BRIEF =>
Can you rewrite the lines below, from the one containing "mark: the wet" through the very last line, as a JSON list of strings with one string per line and blank lines left out?

====== DATASET EXTRACT ======

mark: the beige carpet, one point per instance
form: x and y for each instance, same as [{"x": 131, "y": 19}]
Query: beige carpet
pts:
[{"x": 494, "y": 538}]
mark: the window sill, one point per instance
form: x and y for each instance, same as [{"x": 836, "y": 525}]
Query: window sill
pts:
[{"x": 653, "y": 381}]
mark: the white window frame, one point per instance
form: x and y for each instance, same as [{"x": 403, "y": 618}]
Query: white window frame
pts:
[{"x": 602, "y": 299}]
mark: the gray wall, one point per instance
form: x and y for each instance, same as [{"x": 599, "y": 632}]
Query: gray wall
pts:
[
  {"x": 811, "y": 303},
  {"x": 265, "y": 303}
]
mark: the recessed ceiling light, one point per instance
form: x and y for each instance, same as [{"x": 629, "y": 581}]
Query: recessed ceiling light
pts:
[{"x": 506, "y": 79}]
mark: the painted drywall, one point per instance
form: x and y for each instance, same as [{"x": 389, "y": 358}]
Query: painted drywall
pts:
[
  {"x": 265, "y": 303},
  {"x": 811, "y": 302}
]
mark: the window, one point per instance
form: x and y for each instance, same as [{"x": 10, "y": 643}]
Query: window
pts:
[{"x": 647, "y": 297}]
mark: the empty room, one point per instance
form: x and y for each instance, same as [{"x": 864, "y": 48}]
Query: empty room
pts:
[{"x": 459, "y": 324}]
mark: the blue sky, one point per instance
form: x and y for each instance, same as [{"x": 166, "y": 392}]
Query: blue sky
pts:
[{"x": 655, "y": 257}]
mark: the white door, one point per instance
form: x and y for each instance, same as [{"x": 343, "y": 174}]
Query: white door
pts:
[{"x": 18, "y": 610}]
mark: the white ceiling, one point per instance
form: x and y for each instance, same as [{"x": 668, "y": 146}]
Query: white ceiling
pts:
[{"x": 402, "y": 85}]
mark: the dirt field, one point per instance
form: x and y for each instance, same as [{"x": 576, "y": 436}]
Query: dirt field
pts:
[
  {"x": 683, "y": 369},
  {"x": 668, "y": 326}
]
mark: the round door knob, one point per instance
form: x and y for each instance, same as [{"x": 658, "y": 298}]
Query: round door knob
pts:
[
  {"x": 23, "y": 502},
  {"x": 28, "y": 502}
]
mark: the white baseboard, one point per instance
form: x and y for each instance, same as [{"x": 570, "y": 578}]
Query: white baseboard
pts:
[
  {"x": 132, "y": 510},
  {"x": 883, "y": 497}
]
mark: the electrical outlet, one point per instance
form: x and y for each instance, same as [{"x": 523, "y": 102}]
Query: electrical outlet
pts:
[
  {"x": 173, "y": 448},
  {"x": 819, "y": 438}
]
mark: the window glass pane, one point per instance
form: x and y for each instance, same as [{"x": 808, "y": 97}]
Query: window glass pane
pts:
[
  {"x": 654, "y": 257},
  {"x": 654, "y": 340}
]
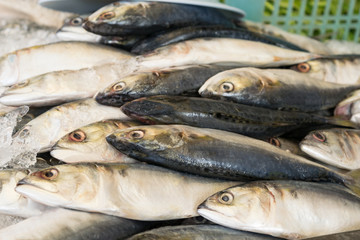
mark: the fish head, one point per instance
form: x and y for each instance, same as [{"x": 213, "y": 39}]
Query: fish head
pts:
[
  {"x": 61, "y": 185},
  {"x": 72, "y": 30},
  {"x": 242, "y": 83},
  {"x": 115, "y": 16},
  {"x": 87, "y": 143},
  {"x": 142, "y": 139},
  {"x": 328, "y": 145},
  {"x": 150, "y": 110},
  {"x": 125, "y": 90},
  {"x": 9, "y": 70},
  {"x": 349, "y": 107},
  {"x": 237, "y": 206}
]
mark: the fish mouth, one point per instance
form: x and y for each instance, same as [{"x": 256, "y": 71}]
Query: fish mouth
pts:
[{"x": 113, "y": 99}]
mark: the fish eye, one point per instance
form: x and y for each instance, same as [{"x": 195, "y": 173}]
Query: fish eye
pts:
[
  {"x": 319, "y": 136},
  {"x": 22, "y": 84},
  {"x": 107, "y": 15},
  {"x": 119, "y": 86},
  {"x": 137, "y": 134},
  {"x": 226, "y": 198},
  {"x": 303, "y": 67},
  {"x": 76, "y": 21},
  {"x": 227, "y": 87},
  {"x": 49, "y": 174},
  {"x": 275, "y": 142},
  {"x": 77, "y": 136}
]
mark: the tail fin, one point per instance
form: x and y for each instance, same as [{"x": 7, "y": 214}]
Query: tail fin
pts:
[
  {"x": 353, "y": 181},
  {"x": 342, "y": 122}
]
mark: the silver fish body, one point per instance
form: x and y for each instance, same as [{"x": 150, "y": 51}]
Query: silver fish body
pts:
[
  {"x": 60, "y": 224},
  {"x": 276, "y": 89},
  {"x": 134, "y": 191},
  {"x": 338, "y": 147},
  {"x": 46, "y": 129},
  {"x": 29, "y": 62},
  {"x": 57, "y": 87},
  {"x": 11, "y": 202},
  {"x": 222, "y": 50},
  {"x": 199, "y": 232},
  {"x": 286, "y": 209}
]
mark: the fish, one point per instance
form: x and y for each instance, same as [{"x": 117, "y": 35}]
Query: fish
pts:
[
  {"x": 172, "y": 81},
  {"x": 22, "y": 33},
  {"x": 336, "y": 146},
  {"x": 131, "y": 18},
  {"x": 342, "y": 69},
  {"x": 11, "y": 202},
  {"x": 29, "y": 62},
  {"x": 199, "y": 232},
  {"x": 88, "y": 144},
  {"x": 59, "y": 87},
  {"x": 234, "y": 117},
  {"x": 134, "y": 191},
  {"x": 46, "y": 129},
  {"x": 286, "y": 209},
  {"x": 182, "y": 34},
  {"x": 288, "y": 145},
  {"x": 349, "y": 108},
  {"x": 60, "y": 224},
  {"x": 30, "y": 10},
  {"x": 308, "y": 43},
  {"x": 278, "y": 89},
  {"x": 72, "y": 30},
  {"x": 222, "y": 50},
  {"x": 220, "y": 154}
]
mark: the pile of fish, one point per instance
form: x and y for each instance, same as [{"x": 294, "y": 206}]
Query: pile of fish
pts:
[{"x": 179, "y": 120}]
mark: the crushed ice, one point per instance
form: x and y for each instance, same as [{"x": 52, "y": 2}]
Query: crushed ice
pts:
[{"x": 19, "y": 151}]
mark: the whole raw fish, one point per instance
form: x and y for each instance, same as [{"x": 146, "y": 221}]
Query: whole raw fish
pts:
[
  {"x": 286, "y": 209},
  {"x": 219, "y": 154},
  {"x": 46, "y": 129},
  {"x": 88, "y": 144},
  {"x": 134, "y": 191},
  {"x": 29, "y": 62},
  {"x": 222, "y": 50},
  {"x": 128, "y": 18},
  {"x": 276, "y": 89}
]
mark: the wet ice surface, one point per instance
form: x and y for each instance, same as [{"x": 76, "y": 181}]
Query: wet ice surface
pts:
[
  {"x": 6, "y": 220},
  {"x": 20, "y": 34},
  {"x": 19, "y": 151}
]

======

OUTPUT OF THE TASK =>
[
  "mark: the wet ice surface, one point per instance",
  "form: x and y for each instance, same as [{\"x\": 76, \"y\": 181}]",
  "Query: wet ice surface",
  "pts:",
  "[",
  "  {\"x\": 6, \"y\": 220},",
  "  {\"x\": 20, \"y\": 34},",
  "  {\"x\": 19, \"y\": 151}",
  "]"
]